### INSTRUCTION:
Render the records as a JSON list of strings, one string per line and no entries for blank lines. Begin at the first line of the records and stop after the line that contains "column 114, row 59".

### LISTING:
****************************************

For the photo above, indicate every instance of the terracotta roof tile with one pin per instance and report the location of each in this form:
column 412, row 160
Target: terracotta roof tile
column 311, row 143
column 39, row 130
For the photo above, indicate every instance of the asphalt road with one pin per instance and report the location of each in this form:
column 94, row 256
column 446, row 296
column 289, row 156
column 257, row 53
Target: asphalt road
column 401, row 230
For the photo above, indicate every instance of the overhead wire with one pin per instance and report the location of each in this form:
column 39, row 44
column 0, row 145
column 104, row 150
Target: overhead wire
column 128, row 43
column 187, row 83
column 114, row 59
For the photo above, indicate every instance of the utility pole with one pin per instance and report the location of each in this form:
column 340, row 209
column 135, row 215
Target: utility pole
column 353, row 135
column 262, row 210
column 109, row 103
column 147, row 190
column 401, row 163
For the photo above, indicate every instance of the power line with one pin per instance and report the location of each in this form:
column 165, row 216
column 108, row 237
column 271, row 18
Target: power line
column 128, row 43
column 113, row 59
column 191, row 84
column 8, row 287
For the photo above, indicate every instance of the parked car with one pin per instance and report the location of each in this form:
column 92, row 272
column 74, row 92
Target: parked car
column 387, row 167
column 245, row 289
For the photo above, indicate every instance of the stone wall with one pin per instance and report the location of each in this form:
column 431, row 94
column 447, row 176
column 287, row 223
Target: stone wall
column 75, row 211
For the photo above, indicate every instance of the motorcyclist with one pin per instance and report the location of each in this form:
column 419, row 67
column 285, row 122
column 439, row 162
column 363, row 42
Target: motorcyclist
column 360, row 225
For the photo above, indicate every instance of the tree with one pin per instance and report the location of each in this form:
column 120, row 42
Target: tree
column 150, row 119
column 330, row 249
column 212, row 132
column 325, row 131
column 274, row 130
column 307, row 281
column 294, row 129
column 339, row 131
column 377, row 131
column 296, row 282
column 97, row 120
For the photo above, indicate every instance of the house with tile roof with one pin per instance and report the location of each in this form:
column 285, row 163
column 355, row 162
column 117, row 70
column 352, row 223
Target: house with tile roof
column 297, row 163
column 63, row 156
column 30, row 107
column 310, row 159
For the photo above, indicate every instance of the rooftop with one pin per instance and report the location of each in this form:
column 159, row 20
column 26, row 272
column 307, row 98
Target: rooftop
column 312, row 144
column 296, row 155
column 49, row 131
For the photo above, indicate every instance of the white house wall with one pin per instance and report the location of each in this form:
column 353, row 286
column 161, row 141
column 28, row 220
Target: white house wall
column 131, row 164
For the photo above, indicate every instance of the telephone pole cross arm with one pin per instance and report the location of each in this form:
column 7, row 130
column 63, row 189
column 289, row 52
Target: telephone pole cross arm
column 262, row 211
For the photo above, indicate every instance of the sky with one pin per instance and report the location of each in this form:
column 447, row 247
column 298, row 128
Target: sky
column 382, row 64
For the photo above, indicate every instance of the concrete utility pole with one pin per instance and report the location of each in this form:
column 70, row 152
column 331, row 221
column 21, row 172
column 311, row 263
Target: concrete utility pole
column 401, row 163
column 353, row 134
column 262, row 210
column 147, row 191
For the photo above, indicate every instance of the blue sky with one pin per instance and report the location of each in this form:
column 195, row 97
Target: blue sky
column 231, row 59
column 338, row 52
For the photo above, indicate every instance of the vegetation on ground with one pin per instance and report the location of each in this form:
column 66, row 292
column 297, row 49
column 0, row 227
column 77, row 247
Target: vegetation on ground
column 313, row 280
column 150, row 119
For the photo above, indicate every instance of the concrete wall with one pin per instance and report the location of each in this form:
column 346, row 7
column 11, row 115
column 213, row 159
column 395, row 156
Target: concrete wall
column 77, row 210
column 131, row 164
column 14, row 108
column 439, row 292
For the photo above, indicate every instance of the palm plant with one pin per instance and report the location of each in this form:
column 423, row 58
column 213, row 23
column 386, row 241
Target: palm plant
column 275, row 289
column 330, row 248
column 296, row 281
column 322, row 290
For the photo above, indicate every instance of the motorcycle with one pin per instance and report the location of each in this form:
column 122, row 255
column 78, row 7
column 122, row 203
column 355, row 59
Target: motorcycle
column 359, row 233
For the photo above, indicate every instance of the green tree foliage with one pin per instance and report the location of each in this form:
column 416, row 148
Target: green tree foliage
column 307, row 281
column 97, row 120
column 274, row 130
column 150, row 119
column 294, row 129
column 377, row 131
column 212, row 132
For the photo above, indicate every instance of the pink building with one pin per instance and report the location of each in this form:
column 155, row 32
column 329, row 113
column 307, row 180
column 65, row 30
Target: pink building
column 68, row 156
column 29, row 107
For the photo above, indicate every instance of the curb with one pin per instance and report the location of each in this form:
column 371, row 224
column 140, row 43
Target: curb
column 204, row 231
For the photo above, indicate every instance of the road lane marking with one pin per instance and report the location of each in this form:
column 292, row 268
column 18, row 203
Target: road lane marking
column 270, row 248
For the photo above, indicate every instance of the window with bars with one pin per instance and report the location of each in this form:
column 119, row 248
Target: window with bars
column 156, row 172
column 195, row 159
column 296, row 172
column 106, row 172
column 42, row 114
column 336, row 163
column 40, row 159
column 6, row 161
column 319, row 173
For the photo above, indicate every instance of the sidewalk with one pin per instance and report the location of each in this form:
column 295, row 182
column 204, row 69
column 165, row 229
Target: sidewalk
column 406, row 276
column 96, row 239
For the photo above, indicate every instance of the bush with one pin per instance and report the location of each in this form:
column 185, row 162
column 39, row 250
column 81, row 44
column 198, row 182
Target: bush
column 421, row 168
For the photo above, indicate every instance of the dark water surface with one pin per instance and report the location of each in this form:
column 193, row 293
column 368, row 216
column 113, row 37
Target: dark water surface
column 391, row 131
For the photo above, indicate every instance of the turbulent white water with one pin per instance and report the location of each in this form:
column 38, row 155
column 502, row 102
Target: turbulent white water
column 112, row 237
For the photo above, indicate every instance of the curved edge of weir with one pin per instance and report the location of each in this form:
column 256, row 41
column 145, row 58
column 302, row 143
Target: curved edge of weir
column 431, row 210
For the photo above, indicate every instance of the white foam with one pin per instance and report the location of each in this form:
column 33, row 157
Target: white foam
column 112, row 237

****************************************

### ANSWER TO THIS TASK:
[
  "For the photo above, indicate every instance of the terracotta roof tile with one pin per instance and report the location of each in this form:",
  "column 412, row 160",
  "Target: terracotta roof tile",
  "column 311, row 143",
  "column 39, row 130",
  "For the photo above, indicate every instance of the asphalt road with one pin per instance and report the location of each in this form:",
  "column 94, row 256",
  "column 446, row 296",
  "column 289, row 156",
  "column 257, row 53",
  "Target: asphalt road",
  "column 401, row 230",
  "For the photo above, indicate every instance of the overhead wire with one pin per instance and report the location of each in this form:",
  "column 39, row 44",
  "column 0, row 145",
  "column 104, row 150",
  "Target: overhead wire",
  "column 128, row 43",
  "column 187, row 83",
  "column 114, row 59"
]